**Collected data:**
···

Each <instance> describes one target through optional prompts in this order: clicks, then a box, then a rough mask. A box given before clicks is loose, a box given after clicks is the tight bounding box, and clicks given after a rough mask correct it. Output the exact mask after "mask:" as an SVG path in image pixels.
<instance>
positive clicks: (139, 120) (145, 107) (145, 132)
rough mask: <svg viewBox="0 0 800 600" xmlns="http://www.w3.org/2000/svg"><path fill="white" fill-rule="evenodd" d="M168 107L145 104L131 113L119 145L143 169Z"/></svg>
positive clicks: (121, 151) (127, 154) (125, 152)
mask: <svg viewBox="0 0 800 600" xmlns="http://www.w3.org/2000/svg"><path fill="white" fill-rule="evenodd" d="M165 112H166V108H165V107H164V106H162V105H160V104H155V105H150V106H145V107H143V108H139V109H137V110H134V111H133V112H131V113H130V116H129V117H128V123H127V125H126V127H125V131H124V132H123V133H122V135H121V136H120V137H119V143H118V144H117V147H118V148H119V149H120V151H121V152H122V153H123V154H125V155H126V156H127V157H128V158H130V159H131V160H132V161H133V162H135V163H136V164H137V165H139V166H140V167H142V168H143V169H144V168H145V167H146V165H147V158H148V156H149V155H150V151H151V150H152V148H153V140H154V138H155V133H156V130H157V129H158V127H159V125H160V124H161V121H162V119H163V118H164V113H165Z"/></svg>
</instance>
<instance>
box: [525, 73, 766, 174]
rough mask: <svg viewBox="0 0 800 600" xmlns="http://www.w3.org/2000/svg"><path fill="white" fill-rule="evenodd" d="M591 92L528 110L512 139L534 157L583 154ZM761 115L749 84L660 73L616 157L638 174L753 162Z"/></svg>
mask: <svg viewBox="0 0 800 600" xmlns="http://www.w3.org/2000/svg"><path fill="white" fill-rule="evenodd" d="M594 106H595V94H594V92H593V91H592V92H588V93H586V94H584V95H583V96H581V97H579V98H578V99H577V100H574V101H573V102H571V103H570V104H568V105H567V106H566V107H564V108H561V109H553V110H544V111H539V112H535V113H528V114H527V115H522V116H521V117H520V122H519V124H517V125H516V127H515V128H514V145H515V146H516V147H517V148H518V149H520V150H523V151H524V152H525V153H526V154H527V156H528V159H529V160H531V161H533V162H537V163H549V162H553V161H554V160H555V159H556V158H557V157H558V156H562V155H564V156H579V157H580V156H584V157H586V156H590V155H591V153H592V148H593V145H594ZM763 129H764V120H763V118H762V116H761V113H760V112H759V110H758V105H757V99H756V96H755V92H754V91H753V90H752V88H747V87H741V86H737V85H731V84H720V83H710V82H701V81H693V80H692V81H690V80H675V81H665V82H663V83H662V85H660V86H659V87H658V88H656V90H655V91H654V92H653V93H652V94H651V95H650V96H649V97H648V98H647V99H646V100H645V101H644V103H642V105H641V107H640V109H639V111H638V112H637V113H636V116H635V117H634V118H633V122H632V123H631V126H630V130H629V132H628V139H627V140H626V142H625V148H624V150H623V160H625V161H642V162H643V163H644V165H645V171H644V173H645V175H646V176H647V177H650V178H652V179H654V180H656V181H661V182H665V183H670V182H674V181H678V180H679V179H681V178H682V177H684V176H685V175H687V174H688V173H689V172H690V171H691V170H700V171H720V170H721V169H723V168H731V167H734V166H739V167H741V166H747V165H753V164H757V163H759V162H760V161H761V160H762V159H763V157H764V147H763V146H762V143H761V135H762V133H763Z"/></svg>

···

**Exercise:** Go through the data above and find the lines with the word "instance". Copy each of those lines.

**Exercise result:**
Each <instance> describes one target through optional prompts in this order: clicks, then a box, then a rough mask. A box given before clicks is loose, a box given after clicks is the tight bounding box, and clicks given after a rough mask correct it. Output the exact mask after "mask:" as an SVG path in image pixels.
<instance>
</instance>
<instance>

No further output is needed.